# [GIVEN RECORDS]
----------

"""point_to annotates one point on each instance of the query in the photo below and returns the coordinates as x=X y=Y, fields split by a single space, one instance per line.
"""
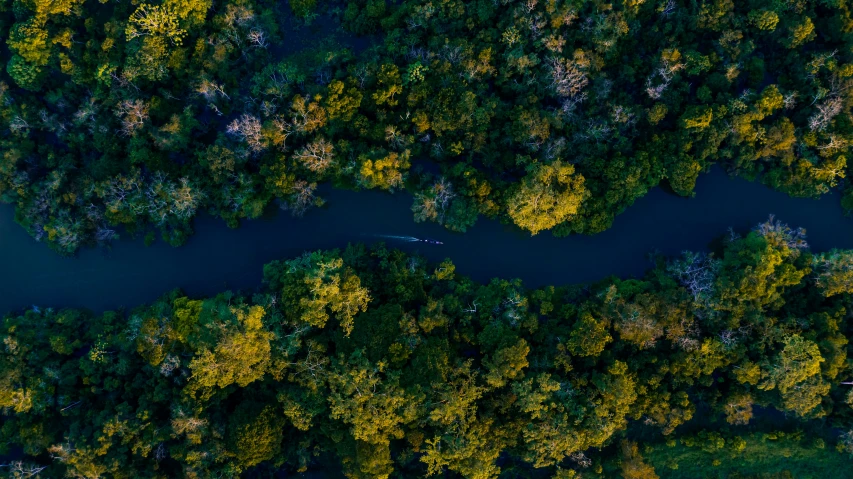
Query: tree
x=234 y=348
x=546 y=197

----------

Copy out all the data above exactly, minus the images.

# [WRITTEN RESPONSE]
"""point_to annotates one point on each instance of the query in the photo below and returns the coordinates as x=X y=Y, fields split by a single space, one instance per line.
"""
Query: tree
x=234 y=348
x=546 y=197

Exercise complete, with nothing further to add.